## WHAT YOU SHOULD DO
Copy the records below, but swap every "draw the outline" for "trace the outline" and leave everything else as it is.

## INPUT DATA
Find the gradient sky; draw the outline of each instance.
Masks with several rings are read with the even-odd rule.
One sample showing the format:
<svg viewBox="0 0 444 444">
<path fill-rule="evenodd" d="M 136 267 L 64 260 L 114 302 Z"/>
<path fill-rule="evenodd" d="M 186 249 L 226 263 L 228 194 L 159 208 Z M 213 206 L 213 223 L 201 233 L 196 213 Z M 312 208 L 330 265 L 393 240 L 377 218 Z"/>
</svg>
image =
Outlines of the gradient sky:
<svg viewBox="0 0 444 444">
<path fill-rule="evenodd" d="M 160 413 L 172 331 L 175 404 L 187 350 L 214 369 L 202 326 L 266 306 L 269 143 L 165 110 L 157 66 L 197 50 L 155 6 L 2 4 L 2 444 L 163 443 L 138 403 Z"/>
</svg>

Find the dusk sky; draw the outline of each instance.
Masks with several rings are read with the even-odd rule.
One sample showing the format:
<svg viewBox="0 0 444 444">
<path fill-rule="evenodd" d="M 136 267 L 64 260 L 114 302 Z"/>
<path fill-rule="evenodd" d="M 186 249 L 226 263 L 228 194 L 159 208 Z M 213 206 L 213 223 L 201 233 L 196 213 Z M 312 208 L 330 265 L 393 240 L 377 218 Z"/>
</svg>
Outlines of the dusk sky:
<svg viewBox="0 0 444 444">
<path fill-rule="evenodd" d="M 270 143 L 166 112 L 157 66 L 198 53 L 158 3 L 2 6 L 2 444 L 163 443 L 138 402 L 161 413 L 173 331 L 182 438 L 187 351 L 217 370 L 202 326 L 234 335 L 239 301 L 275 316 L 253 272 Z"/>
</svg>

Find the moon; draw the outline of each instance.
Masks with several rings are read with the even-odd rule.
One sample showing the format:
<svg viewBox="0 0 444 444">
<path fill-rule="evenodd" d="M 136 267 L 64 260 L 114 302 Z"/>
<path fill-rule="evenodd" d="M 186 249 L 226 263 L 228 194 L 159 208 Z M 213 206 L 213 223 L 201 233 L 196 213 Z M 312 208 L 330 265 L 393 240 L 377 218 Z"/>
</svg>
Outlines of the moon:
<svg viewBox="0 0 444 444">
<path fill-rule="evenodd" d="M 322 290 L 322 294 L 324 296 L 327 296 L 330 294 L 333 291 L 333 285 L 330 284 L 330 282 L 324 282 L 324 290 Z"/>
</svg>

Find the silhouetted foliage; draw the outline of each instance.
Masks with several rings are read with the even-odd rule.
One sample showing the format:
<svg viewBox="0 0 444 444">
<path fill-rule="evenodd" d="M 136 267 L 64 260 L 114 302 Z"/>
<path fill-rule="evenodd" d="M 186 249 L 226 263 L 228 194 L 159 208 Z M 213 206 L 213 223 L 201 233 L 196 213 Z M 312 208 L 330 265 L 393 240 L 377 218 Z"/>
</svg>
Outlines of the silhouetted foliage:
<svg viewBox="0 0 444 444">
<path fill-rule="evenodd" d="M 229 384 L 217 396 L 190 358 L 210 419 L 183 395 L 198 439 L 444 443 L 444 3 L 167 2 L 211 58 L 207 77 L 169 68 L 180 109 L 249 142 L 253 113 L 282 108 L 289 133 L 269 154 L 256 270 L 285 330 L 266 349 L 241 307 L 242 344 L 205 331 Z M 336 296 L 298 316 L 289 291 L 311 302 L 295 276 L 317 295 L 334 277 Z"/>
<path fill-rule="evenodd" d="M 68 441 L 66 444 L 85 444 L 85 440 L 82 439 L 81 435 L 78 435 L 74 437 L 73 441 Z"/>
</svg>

## COMPLETE ANSWER
Find the gradient sky; trace the outline of each instance.
Masks with several rings are read with the even-odd rule.
One sample showing the format:
<svg viewBox="0 0 444 444">
<path fill-rule="evenodd" d="M 136 267 L 64 260 L 114 302 Z"/>
<path fill-rule="evenodd" d="M 186 249 L 226 263 L 228 194 L 159 208 Z M 213 206 L 213 223 L 201 233 L 196 213 Z M 312 208 L 330 265 L 393 240 L 377 218 Z"/>
</svg>
image =
Outlines of the gradient sky:
<svg viewBox="0 0 444 444">
<path fill-rule="evenodd" d="M 160 413 L 172 331 L 175 404 L 187 350 L 214 369 L 202 326 L 266 306 L 269 143 L 165 110 L 157 66 L 197 50 L 155 6 L 2 4 L 2 444 L 163 443 L 138 403 Z"/>
</svg>

Find the dusk sky; trace the outline of each instance.
Masks with several rings are read with the even-odd rule.
One sample showing the format:
<svg viewBox="0 0 444 444">
<path fill-rule="evenodd" d="M 136 267 L 64 260 L 114 302 Z"/>
<path fill-rule="evenodd" d="M 186 249 L 226 263 L 228 194 L 159 208 Z M 213 206 L 213 223 L 201 233 L 196 213 Z M 312 208 L 330 265 L 393 240 L 377 218 Z"/>
</svg>
Outlines of the dusk sky:
<svg viewBox="0 0 444 444">
<path fill-rule="evenodd" d="M 270 143 L 166 112 L 157 66 L 198 53 L 158 3 L 2 6 L 2 444 L 163 443 L 138 402 L 161 413 L 173 331 L 182 438 L 187 351 L 217 370 L 202 326 L 234 335 L 239 301 L 275 316 L 253 272 Z"/>
</svg>

Find the moon; trace the outline of each instance.
Masks with several rings are read with the even-odd rule.
One sample showing the format:
<svg viewBox="0 0 444 444">
<path fill-rule="evenodd" d="M 136 267 L 64 260 L 114 302 Z"/>
<path fill-rule="evenodd" d="M 186 249 L 226 263 L 228 194 L 159 208 Z M 213 206 L 213 223 L 201 233 L 196 213 Z M 312 208 L 330 265 L 393 240 L 377 218 Z"/>
</svg>
Outlines of the moon:
<svg viewBox="0 0 444 444">
<path fill-rule="evenodd" d="M 322 290 L 322 294 L 324 296 L 327 296 L 330 294 L 333 291 L 333 285 L 330 284 L 330 282 L 324 282 L 324 290 Z"/>
</svg>

Find the silhouetted foliage; trace the outline of each instance.
Masks with several rings are read with the even-odd rule.
One sample showing the format:
<svg viewBox="0 0 444 444">
<path fill-rule="evenodd" d="M 136 267 L 64 260 L 114 302 Z"/>
<path fill-rule="evenodd" d="M 186 249 L 226 263 L 228 194 L 159 208 Z M 213 206 L 213 223 L 201 233 L 196 213 Z M 312 208 L 330 265 L 393 240 L 377 218 Z"/>
</svg>
Outlines of the silhouetted foliage:
<svg viewBox="0 0 444 444">
<path fill-rule="evenodd" d="M 229 384 L 217 396 L 190 358 L 210 419 L 183 395 L 198 439 L 444 443 L 444 3 L 167 2 L 211 58 L 207 77 L 169 68 L 180 109 L 249 142 L 253 113 L 282 108 L 289 133 L 269 154 L 256 270 L 285 330 L 266 349 L 241 307 L 242 344 L 205 331 Z M 336 296 L 298 316 L 289 291 L 311 302 L 295 276 L 317 295 L 334 277 Z"/>
<path fill-rule="evenodd" d="M 68 441 L 66 444 L 85 444 L 85 440 L 82 439 L 81 435 L 78 435 L 74 437 L 73 441 Z"/>
</svg>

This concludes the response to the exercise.